QUELLE>
┌──

Warum sollte ich jetzt mit der Transformation meiner Prozesse beginnen? Wie schaffe ich es, dass mein neues Business skaliert? Was für Auswirkungen hat die digitale Transformation auf mein Unternehmen? Auf der Kundenmesse SAP Leonardo Live versuchte SAP Antworten auf diese zentralen Fragen zu geben – und seinen Claim im IoT-Bereich gegenüber Wettbewerbern abzustecken.

"No thanks! We are too busy" - Die Kernaussagen einer neuen Umfrage der SAP zusammen mit Oxford Economics erinnern ein wenig an den Cartoon rund um den Erfinder des Rads, der seine Entdeckung vergeblich an den Steinzeitmann zu bringen versucht: Obwohl fast jeder CEO zustimmt, dass die digitale Transformation für das Überleben seines Unternehmens essentiell ist, hat nur ein geringer Prozentsatz von ihnen ein entsprechendes Projekt bereits zu Ende gebracht. Der Grund, so die Studie: Die meisten von ihnen haben zu viele andere Baustellen, wo sie nachbessern müssen.

Zur IoT-Hausmesse SAP Leonardo Live in Frankfurt/Main kamen rund 1600 Besucher.
Zur IoT-Hausmesse SAP Leonardo Live in Frankfurt/Main kamen rund 1600 Besucher.

Im Rahmen der Kundenmesse SAP Leonardo Live in Frankfurt/Main wollte der Walldorfer Softwareriese Unternehmen den rund 1600 Besuchern entsprechend aufzeigen, welche Möglichkeiten neue innovative Technologien bieten, welche Auswirkungen sie auf das Geschäft haben, sowie - wenig überraschend-, welchen Beitrag SAP mit Hilfe von Produkten und Services dazu leisten kann.

└──

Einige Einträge
┌──

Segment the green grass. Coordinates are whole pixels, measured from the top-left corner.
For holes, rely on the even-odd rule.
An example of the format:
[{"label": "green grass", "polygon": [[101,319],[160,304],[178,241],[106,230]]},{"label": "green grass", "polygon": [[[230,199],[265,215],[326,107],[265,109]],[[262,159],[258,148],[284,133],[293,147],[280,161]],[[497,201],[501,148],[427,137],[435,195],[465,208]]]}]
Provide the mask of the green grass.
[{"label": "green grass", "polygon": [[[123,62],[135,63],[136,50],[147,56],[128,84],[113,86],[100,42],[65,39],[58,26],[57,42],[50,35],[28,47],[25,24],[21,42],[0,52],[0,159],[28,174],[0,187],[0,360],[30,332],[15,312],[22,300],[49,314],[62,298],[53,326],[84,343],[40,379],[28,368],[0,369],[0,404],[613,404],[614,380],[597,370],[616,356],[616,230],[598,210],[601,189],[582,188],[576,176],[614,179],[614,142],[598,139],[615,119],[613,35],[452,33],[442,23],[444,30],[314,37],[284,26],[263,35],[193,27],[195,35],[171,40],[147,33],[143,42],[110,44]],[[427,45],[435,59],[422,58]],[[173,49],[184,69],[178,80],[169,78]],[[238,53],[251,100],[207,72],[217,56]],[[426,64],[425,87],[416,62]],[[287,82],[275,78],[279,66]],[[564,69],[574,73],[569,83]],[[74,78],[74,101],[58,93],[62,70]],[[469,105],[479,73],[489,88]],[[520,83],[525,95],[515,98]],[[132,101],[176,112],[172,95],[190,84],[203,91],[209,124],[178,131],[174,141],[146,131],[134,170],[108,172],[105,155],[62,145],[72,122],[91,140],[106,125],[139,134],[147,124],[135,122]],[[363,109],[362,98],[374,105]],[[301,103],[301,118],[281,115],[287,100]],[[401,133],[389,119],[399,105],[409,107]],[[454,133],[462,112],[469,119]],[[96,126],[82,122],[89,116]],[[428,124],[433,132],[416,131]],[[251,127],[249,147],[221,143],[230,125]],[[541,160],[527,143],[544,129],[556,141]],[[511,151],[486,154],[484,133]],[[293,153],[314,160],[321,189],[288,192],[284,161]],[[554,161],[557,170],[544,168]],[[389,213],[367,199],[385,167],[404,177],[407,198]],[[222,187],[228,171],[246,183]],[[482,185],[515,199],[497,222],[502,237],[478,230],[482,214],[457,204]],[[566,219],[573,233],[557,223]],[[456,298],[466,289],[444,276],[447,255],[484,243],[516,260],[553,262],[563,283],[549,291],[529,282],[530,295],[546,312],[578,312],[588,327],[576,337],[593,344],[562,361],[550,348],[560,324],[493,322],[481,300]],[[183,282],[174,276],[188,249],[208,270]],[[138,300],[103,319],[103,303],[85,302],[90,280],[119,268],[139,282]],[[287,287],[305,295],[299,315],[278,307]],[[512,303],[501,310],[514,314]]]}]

└──

GESTELLTE AUFGABE>
Erklären Sie anhand der Quelle, warum laut der Umfrage von SAP und Oxford Economics nur wenige CEOs ein Projekt zur digitalen Transformation bereits abgeschlossen haben.

ENDGÜLTIGE ANTWORT>
Laut der Studie haben die meisten CEOs zu viele andere Baustellen, an denen sie nachbessern müssen. Deshalb hat nur ein geringer Prozentsatz von ihnen ein entsprechendes Projekt zu Ende gebracht, obwohl fast jeder die digitale Transformation für das Überleben seines Unternehmens für essentiell hält.